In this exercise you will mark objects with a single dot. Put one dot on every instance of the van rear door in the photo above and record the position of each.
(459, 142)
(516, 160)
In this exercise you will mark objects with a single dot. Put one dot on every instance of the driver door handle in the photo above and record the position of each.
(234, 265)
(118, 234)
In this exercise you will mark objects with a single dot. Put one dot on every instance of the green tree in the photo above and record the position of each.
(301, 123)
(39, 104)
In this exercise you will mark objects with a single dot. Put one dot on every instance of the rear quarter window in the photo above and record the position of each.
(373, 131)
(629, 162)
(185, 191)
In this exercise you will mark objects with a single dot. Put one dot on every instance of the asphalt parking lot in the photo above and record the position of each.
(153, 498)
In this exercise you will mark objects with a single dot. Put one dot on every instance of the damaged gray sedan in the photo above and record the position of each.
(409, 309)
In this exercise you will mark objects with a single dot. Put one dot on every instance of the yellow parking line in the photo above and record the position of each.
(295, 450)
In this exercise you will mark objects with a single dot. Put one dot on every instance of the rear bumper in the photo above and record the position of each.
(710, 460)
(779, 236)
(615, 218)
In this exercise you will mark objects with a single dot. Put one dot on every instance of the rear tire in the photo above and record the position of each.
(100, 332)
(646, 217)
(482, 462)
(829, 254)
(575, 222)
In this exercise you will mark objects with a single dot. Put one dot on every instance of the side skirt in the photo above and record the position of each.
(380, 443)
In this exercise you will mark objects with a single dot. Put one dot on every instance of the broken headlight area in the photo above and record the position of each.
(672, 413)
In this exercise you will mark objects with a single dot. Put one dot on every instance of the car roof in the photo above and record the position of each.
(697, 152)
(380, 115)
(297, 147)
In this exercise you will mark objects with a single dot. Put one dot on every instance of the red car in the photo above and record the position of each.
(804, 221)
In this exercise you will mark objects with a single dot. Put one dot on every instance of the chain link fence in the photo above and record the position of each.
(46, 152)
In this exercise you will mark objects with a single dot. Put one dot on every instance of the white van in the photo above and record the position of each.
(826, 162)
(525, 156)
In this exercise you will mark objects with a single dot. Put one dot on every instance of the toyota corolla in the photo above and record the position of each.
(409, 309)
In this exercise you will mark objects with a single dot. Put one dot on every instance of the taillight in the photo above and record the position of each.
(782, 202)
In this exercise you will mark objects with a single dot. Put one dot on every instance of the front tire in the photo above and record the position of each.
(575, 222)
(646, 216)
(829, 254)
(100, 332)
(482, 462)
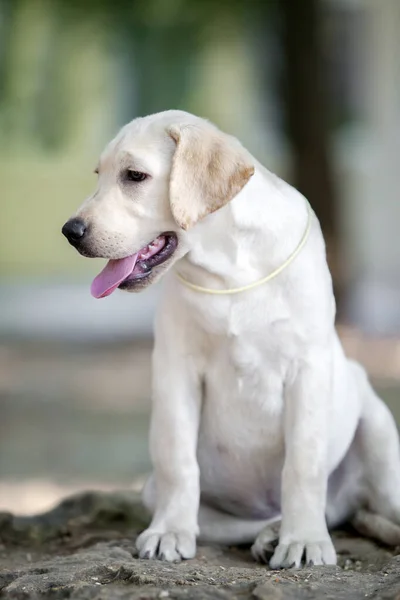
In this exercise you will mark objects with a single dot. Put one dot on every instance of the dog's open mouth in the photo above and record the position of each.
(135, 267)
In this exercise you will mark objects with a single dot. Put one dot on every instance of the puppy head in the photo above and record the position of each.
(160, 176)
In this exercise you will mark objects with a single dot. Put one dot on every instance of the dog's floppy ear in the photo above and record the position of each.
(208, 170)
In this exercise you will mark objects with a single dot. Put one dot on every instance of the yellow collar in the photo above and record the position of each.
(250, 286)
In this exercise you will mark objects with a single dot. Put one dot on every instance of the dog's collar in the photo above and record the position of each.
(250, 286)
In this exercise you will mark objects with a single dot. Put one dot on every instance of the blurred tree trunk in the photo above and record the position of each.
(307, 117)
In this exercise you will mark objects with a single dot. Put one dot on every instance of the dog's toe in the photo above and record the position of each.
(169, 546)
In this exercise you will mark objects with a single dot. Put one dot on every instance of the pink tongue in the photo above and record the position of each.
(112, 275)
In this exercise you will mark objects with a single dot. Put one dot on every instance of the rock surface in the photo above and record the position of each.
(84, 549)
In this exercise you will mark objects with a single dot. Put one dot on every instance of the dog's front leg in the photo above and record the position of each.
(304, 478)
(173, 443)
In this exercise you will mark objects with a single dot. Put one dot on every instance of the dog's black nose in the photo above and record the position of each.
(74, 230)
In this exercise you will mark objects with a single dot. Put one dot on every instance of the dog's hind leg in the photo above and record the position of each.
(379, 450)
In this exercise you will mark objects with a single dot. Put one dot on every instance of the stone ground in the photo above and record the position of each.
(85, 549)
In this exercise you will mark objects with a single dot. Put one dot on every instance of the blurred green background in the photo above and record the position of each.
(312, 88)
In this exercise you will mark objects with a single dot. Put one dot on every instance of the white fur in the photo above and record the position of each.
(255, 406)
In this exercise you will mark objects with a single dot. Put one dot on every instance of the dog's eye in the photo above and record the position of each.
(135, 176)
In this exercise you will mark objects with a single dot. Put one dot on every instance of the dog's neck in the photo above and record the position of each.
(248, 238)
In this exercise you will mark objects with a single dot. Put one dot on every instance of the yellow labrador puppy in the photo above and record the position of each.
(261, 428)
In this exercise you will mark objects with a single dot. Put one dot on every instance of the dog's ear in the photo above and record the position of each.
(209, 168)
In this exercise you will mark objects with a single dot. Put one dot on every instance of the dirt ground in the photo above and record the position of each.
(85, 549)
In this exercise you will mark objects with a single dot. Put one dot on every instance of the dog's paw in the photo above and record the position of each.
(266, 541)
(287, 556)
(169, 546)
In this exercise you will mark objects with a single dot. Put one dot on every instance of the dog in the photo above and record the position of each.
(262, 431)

□ □ □ □ □

■ **INSTRUCTIONS TO FOLLOW**: The entries above should be reproduced exactly, without their pictures.

■ **RESPONSE FOR THIS EXERCISE**:
In this exercise you will mark objects with a single dot. Put one dot on every instance of the van rear door in the photo above and record the position of each.
(459, 142)
(516, 160)
In this exercise you will mark objects with a single dot. Put one dot on every instance of the driver door handle in the photo above and record the position of each.
(234, 265)
(118, 234)
In this exercise you will mark objects with a single dot. Put one dot on every instance of the green tree in the photo above and record the position of each.
(301, 123)
(39, 104)
In this exercise you will mark objects with a single dot. Put one dot on every instance of the rear quarter window in the photo above and record the position of each.
(373, 131)
(629, 162)
(185, 191)
In this exercise you will mark objects with a single dot. Put one dot on every instance of the asphalt parking lot in the photo above and record the position of each.
(153, 498)
In this exercise you will mark objects with a single dot. Put one dot on every instance of the damaged gray sedan in the photo above and record the position of each.
(409, 309)
In this exercise you will mark objects with a single dot. Put one dot on every instance of the yellow parking line in the photo above and record the position of each.
(295, 450)
In this exercise you will mark objects with a single dot. Put one dot on every instance of the rear bumper in the photo above and record the position of each.
(710, 460)
(779, 236)
(615, 218)
In this exercise you will mark objects with a single dot. Put one dot on every instance of the rear tire in the photo above and record the position of each.
(100, 332)
(646, 217)
(482, 462)
(829, 254)
(575, 222)
In this exercise you will mark objects with a single dot. Put one dot on every instance of the side skirt in the photo above and record the position of each.
(380, 443)
In this exercise you will mark objects with a single dot. Put one dot on every instance of the broken headlight area in the photo above and record the position of each.
(672, 413)
In this exercise you will mark objects with a single dot. Put one dot on every instance of the car roof in the photo above and record the position of each.
(697, 152)
(380, 115)
(297, 147)
In this exercise you will mark objects with a single dot. Put one dot on every instance of the red car in the photo above and record the position of each.
(804, 221)
In this exercise you will mark objects with a single dot. Put one dot on every instance of the chain link fence in the photo above and record the position of each.
(46, 152)
In this exercise you will mark objects with a single dot. Put one dot on every instance of the white van in the photo above and record the position of each.
(826, 162)
(525, 156)
In this exercise you will mark objects with a single dot. Put one dot on every instance of the toyota corolla in the photo above and record the position of each.
(409, 309)
In this exercise you will mark objects with a single dot. Put one dot on every instance of the taillight in the photo above and record the position of each.
(782, 202)
In this exercise you will mark objects with a single dot. Put one dot on every instance of the front tire in the photo above and record the position of each.
(575, 222)
(646, 216)
(829, 254)
(100, 332)
(482, 462)
In this exercise you will mark objects with a single dot. Put one dot on every instance of the dog's open mouth in the photo above and record the position of each.
(135, 267)
In this exercise you will mark objects with a single dot. Put one dot on every instance of the puppy head in the photo above and record the position of each.
(160, 176)
In this exercise you will mark objects with a single dot. Put one dot on every instance of the dog's floppy ear in the photo above and record the position of each.
(208, 170)
In this exercise you will mark objects with a single dot. Put one dot on every instance of the yellow collar in the photo above and record the position of each.
(250, 286)
In this exercise you will mark objects with a single dot. Put one dot on every instance of the dog's collar in the photo above and record the position of each.
(250, 286)
In this exercise you will mark objects with a single dot. Put one dot on every instance of the blurred tree trunk in the photo above and record the position of each.
(307, 117)
In this exercise you will mark objects with a single dot. Put one dot on every instance of the dog's toe in the photo above and record the position of each.
(169, 546)
In this exercise you will mark objects with a single dot. Put one dot on every instance of the pink tongue in the photo above and record the position of each.
(112, 275)
In this exercise you will mark objects with a single dot. Put one dot on every instance of the rock surface in the photo above and record the position of each.
(84, 549)
In this exercise you will mark objects with a single dot. Put one dot on every instance of the dog's front leg in the photo above and record the position of each.
(304, 478)
(173, 443)
In this exercise you will mark objects with a single dot. Put one dot on every instance of the dog's black nose in the photo above and record the position of each.
(74, 230)
In this exercise you will mark objects with a single dot. Put one dot on every instance of the dog's hind leg in the photo above and record the position of each.
(379, 450)
In this exercise you will mark objects with a single dot. Put one dot on every instance of the stone ground in the photo above and record the position of each.
(85, 549)
In this exercise you will mark objects with a single dot. Put one dot on every instance of the blurred green background in the photo above and record the position of each.
(312, 88)
In this exercise you will mark objects with a single dot. Put one dot on every instance of the white fur in the photo above and record the position of each.
(255, 406)
In this exercise you will mark objects with a single dot. Put one dot on every instance of the dog's eye in the photo above and record the position of each.
(135, 176)
In this exercise you will mark objects with a single dot. Put one dot on every instance of the dog's neck in the photo above and record the position of each.
(248, 238)
In this exercise you will mark objects with a single dot. Put one dot on every instance of the yellow labrador puppy in the photo above and record the position of each.
(261, 428)
In this exercise you will mark objects with a single dot. Put one dot on every instance of the dog's ear in the photo above and record the position of each.
(209, 168)
In this exercise you will mark objects with a single dot. Put one dot on every instance of the dirt ground in the photo above and record the position of each.
(85, 549)
In this exercise you will mark objects with a single dot. Put one dot on every instance of the dog's paw in the photo above and record the position of each.
(266, 541)
(287, 556)
(169, 546)
In this exercise you will mark objects with a single dot. Put one dot on every instance of the dog in the photo above and record the position of each.
(262, 431)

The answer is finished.